▶ DATA PROVIDED
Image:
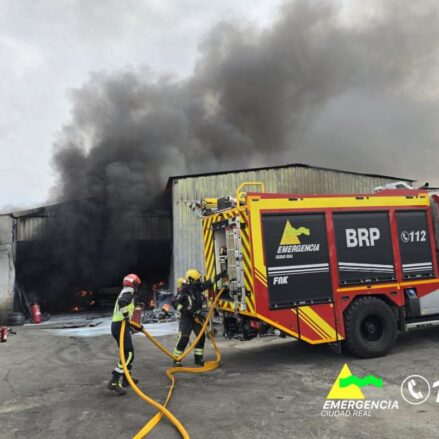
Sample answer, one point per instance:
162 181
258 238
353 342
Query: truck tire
370 328
16 319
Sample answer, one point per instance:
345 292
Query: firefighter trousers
128 347
187 325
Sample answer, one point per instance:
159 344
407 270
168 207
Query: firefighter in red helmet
188 302
123 310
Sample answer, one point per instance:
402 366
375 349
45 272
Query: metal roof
289 165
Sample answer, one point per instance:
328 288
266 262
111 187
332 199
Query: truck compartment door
364 247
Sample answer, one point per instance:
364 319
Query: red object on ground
36 313
137 314
3 334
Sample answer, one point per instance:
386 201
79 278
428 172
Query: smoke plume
354 92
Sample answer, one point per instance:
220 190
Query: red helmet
131 280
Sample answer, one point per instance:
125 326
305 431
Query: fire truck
350 270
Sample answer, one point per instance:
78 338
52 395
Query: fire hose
162 409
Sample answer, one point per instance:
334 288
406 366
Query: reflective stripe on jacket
124 305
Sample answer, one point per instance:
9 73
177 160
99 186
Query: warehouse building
167 241
292 178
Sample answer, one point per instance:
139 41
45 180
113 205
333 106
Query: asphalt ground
55 387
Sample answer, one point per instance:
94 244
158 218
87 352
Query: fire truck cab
350 269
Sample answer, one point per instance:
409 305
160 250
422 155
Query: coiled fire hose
162 409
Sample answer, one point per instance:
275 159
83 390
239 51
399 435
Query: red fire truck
353 270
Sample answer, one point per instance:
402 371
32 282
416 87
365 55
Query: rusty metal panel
187 232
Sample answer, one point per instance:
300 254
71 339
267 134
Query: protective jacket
124 307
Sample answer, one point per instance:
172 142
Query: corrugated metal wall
187 238
154 226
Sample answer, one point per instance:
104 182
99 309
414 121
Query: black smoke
355 93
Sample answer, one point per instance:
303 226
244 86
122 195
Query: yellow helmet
192 275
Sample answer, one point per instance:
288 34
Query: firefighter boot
125 382
199 361
114 384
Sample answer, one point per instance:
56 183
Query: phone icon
411 386
415 389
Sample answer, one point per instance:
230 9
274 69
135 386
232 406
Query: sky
366 73
50 47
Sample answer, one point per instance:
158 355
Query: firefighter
123 310
188 303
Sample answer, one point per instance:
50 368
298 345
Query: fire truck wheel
370 327
16 319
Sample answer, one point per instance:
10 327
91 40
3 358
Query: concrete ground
54 387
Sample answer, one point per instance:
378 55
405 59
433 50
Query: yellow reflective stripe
311 324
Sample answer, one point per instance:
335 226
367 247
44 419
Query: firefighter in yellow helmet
188 302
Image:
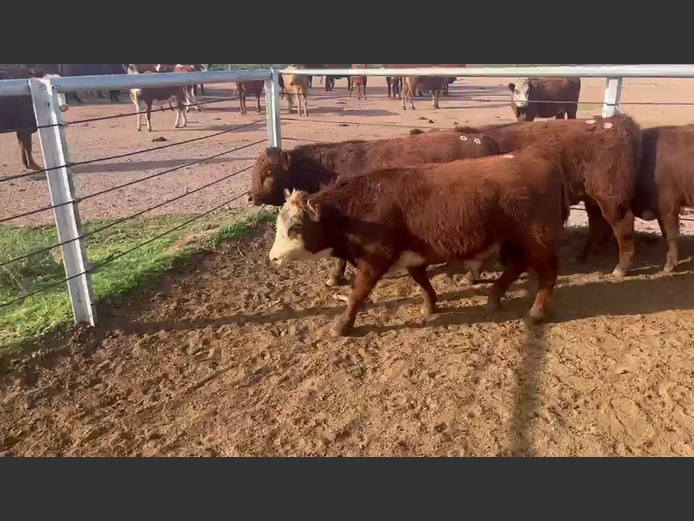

▶ WHAT YOU NEED TO DO
State only the number of lines in the entries above that contain the word "metal".

▶ ANSWER
3